SELECTED PASSAGE:
▬▬▬▬▬▬

When Melissa and I did the show with Ralph Fiennes on Broadway, Terence Rigby played an amazing triple of the Ghost, the Player-King, and the Gravedigger. They were like three tentpoles supporting the play, iconic characters by which Hamlet measured his grief. I started my first cutting by using them as the three major movements in the piece and then working around the immediate family relationships of Claudius and Gertude and then Polonius and Ophelia.
I knew I wanted to build to the moment in the graveyard with Yorick. That is the point in the play where Hamlet finds that he is ready to meet his fate; everything after that is denouement, and I didn’t have any use for that (or any desire to fight myself in a fencing match!). So, everything else was fairly easy to ditch: the court intrigue (Osric, Rosencrantz Guildenstern) and the geopolitical threats (Fortinbras). Horatio is gone, too, but I like to think that he is the audience and, through them, both Hamlet and Claudius vie for his trust and loyalty.
Hamlet (Solus) includes performing your own original music to add to your interpretation of the tale. Are there musical themes for each character and if so, what’s the inspiration for each one?
Not so much musical themes as styles. Ophelia’s songs are played on the guitar, and they sound like English folk music. Yorick’s songs are played on the banjolele (ukulele on a banjo body), and the style is 1930s English swing/vaudeville style. Hamlet underscores himself on the piano at various moments. I’m not really a piano player, but I think the most emotional musical moments are the piano bits. It’s quite moody stuff - a bit Pink Floyd-y. And I play all three instruments in the production.
Please describe your songwriting process.
Gosh, it is quite mercurial and hard to describe. The best songs take you by surprise when you aren’t expecting them. It’s not something you can force, but I do like to know where a song needs to start and end and what information it needs to contain. Melodies come out of the air - lyrics are a process.
What do you think will surprise audiences about Hamlet (Solus)?
I hope it will give a new perspective on the play to people who are familiar with it. Most people who have seen it respond that they were surprised not only by how funny it is but how deep it goes. It does move some people to tears. Bring a hankie.
What do you hope audiences are talking about on their way home?
Hopefully, that in all the grief, there is life and laughter. The hardest situations are perhaps more bearable when we understand it is a universal path on which we all travel. Nothing much has changed in 400 years.
Are you doing talkbacks after performances? Have you ever changed something in a play after listening to audience comments?

▬▬▬▬▬▬

EXCERPTED DATA:

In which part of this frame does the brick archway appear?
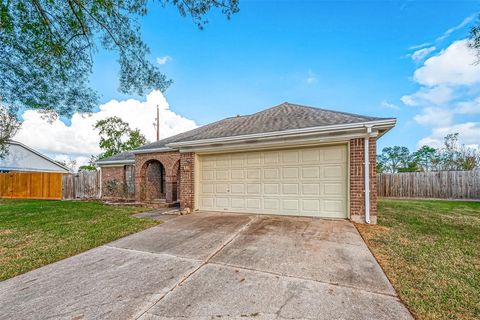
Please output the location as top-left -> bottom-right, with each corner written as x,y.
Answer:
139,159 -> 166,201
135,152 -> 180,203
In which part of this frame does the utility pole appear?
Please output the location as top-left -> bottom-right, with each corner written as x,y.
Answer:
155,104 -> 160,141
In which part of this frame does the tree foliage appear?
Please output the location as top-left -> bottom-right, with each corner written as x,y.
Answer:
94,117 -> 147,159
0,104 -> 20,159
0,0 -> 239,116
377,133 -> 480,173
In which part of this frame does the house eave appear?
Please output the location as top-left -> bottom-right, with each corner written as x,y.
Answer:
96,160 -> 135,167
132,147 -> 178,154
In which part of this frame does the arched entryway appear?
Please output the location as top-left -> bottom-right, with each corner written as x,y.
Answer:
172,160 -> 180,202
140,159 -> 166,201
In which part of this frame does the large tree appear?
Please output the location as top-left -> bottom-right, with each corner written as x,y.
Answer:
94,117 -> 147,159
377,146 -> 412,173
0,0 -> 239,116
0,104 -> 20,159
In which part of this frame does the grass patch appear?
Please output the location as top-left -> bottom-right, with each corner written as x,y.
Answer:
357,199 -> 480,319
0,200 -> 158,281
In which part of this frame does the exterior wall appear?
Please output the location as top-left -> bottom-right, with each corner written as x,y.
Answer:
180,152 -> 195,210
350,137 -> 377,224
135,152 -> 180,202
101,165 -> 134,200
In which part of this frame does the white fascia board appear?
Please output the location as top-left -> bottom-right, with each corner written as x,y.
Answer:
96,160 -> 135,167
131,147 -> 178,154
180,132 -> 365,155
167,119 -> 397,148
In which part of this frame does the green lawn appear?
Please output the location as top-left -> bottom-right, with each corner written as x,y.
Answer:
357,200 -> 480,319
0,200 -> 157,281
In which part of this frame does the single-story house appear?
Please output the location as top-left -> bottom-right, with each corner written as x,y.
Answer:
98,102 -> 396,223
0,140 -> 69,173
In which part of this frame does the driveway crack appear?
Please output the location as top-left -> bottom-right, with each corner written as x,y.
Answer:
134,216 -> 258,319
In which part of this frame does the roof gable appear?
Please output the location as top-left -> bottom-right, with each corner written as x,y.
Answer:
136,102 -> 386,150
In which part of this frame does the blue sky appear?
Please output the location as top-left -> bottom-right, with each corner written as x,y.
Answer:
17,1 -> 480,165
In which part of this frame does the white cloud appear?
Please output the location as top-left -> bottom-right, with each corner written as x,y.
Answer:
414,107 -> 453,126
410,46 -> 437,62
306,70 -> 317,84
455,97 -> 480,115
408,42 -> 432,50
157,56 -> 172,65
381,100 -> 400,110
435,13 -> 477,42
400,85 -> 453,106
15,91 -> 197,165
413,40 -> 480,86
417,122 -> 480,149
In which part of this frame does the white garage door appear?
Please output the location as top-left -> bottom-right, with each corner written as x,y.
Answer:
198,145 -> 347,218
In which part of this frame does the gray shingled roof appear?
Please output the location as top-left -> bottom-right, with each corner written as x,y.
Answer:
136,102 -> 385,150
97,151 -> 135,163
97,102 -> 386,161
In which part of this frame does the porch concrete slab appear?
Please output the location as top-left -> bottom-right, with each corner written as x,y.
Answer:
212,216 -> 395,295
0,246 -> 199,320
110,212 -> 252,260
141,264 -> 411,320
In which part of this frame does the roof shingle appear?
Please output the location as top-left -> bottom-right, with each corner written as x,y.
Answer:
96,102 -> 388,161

▬▬▬▬▬▬

PROBLEM STATEMENT:
Extend the interview about Hamlet (Solus) above, picking up right after its final line.

THE OUTPUT:
Yes, we are doing three talkbacks on Friday nights. And yes, I have changed things in a play after listening to audience comments and lived to regret it. I’m all about purity of mission these days! Especially with new writing. There are a few people whose opinion I trust and solicit, but mostly I’ve found I’m at a place where I need to trust my own instincts and stick to them.
Tell me about your history working with director Cary Reynolds (pictured).
Cary started as an intern on the summer festival about 10 years ago. She wanted to learn about everything from the ground up so she became my nuts-and-bolts producing side-kick for a few years. She helped build sets, I taught her how to hang lights, run sound, she helped with casting etc. and eventually she worked on several shows as an assistant director. We have a great rapport, and when I started working on this, I thought it would be a great fit for her. I can get a bit crazy, and she knows how to keep me on track, and she contributes great ideas too.
Are all your production team members working on the Griffith Parks shows this year? Or are some of them new to you? (Set Design: BinhAn Nguyen (Example below). Costume Design: Isabel Rodriguez. Lighting Design: Bosco Flanagan. Stage Managed by Lexie Secrist.)
We haven’t figured all that out yet, but they are a great team, and I’d be lucky to work with all of them again. Bosco has always done the lighting in the park. It is such a bespoke system, especially this year in our temporary space where there is no power - everything is powered by batteries we bring in. It is amazing how it works.
Anything else you would like to share about yourself and/or Hamlet (Solus)?
Well, I know this is what everyone says, but tickets are genuinely going quite quickly. We may extend by a few performances, but our summer season is approaching, and Hamlet must close by the end of April. So, don’t wait, book early etc. Thursday nights are pay-what-you can.
Thanks so much!
Hamlet (Solus)
Conceived and Performed by David Melville, Directed by Cary Reynolds
March 6 - April 13 on Thursdays, Fridays, & Saturdays at 7:30 PM; Sundays at 2 PM
Independent Shakespeare Co. Studio
3191 Casitas Ave., Ste 130 (between Fletcher Drive and Glendale Blvd.)
Atwater Crossing, Los Angeles, CA 90039 - Free lot and street parking.
Tickets start at $27.50. Student ticket: $25. All Thursdays are pay-what-you-can.
Group rates available.
Complimentary tickets available for those in our community who have been displaced by the fires.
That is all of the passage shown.